Look through the listing below, and wherever a line has the string "fallen", pull it out.

**Supplied data**
%%

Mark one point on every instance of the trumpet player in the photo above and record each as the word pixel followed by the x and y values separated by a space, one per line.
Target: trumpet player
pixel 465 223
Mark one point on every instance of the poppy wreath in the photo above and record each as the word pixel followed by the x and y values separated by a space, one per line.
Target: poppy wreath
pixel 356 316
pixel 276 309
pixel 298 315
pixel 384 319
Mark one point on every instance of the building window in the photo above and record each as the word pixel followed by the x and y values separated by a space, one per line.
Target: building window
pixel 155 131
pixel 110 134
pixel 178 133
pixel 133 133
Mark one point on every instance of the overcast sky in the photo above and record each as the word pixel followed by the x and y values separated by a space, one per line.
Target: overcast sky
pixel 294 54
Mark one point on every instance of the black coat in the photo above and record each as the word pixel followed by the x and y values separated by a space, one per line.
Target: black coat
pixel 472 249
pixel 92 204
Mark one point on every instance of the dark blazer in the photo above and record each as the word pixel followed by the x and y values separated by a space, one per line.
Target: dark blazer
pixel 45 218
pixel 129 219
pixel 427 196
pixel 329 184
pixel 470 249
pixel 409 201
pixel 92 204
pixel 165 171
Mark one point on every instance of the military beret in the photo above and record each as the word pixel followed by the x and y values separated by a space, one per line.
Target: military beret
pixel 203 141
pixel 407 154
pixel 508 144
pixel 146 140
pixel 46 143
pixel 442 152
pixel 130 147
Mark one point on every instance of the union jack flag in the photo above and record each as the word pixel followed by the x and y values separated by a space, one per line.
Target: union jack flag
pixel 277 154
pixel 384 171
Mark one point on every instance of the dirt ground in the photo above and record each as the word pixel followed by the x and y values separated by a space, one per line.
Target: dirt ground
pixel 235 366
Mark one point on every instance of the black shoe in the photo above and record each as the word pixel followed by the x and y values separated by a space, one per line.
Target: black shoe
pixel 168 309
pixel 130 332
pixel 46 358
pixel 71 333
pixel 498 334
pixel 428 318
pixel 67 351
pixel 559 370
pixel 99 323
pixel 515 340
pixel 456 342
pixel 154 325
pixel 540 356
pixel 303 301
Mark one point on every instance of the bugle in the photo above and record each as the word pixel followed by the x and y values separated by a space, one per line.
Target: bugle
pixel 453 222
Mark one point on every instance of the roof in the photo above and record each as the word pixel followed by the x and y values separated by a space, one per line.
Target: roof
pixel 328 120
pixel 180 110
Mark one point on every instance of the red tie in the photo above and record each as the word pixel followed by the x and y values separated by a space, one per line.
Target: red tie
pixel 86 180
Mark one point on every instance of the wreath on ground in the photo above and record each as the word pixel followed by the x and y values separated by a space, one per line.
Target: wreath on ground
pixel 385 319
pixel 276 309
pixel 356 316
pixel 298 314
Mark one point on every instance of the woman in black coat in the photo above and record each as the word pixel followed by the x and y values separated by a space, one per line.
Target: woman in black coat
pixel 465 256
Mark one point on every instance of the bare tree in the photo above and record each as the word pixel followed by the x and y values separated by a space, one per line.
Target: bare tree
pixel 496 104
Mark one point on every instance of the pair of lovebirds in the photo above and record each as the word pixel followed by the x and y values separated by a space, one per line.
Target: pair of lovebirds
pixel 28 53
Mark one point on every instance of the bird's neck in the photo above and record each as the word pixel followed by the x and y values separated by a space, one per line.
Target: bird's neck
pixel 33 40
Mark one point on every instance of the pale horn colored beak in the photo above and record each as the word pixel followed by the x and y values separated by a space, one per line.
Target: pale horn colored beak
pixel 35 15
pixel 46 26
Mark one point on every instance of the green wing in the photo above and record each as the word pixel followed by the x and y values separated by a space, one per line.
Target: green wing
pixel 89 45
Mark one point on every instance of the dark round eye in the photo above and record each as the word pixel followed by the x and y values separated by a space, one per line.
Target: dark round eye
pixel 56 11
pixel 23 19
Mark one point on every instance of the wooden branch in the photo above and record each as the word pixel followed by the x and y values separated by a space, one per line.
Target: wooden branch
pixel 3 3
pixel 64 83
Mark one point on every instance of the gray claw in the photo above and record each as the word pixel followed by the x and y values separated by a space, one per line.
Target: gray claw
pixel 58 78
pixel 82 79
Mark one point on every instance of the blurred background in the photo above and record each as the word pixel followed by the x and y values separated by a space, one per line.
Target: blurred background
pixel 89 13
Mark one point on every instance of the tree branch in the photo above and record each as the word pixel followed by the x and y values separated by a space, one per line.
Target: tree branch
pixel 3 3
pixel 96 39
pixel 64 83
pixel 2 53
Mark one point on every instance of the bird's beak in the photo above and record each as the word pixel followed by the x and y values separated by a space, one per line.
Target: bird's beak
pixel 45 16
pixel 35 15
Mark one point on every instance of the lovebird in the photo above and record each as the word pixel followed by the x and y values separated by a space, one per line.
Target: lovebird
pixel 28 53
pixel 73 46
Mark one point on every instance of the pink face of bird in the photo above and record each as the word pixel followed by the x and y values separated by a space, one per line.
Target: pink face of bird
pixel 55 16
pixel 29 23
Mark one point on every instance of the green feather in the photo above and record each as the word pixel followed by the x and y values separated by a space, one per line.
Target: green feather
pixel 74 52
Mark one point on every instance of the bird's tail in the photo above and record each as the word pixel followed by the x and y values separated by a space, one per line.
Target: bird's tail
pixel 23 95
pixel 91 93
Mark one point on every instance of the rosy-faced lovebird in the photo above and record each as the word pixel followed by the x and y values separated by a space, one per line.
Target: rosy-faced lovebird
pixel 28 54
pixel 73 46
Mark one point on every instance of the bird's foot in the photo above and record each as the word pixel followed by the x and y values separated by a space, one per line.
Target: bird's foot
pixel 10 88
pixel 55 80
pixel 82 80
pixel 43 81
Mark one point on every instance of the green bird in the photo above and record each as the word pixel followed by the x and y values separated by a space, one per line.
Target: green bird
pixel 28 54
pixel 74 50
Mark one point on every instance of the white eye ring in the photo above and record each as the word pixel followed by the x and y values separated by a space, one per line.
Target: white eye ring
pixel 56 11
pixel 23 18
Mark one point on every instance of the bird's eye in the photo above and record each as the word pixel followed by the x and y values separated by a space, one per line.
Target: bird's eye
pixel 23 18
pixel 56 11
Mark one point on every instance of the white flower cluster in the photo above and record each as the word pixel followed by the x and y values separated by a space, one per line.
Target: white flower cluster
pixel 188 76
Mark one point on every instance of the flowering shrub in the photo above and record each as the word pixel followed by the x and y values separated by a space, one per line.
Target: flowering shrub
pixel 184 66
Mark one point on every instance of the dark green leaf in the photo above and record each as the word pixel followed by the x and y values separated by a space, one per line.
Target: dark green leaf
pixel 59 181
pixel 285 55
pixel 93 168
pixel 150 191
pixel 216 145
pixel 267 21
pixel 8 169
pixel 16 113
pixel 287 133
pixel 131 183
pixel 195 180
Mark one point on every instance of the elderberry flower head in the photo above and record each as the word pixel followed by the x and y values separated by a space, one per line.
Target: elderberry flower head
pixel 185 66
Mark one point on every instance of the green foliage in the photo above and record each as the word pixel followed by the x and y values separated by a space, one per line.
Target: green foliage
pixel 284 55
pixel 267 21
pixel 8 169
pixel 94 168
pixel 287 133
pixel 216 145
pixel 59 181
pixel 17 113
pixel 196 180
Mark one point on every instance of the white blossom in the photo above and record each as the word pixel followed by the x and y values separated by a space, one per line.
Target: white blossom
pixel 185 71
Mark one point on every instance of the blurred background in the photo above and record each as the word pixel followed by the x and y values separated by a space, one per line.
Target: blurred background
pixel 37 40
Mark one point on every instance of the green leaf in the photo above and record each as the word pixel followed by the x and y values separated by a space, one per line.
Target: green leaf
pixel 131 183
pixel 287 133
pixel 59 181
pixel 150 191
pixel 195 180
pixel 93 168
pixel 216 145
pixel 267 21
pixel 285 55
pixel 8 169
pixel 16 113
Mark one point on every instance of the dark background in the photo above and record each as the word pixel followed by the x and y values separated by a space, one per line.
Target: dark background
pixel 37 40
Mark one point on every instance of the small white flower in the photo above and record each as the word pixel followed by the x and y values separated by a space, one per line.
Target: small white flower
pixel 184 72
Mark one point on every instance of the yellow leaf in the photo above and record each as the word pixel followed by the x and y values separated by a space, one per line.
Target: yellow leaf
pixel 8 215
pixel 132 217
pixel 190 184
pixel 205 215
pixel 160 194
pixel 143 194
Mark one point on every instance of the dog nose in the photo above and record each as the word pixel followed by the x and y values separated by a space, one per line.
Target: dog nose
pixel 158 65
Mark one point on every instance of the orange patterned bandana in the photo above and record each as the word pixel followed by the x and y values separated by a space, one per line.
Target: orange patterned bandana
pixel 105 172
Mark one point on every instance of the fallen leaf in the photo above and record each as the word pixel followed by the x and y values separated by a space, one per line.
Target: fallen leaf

%%

**Written answer**
Mark one point on every instance of the fallen leaf in the photo above and record each as the word pixel followed by the x and y values separated by a space, one per line.
Target: fallen leaf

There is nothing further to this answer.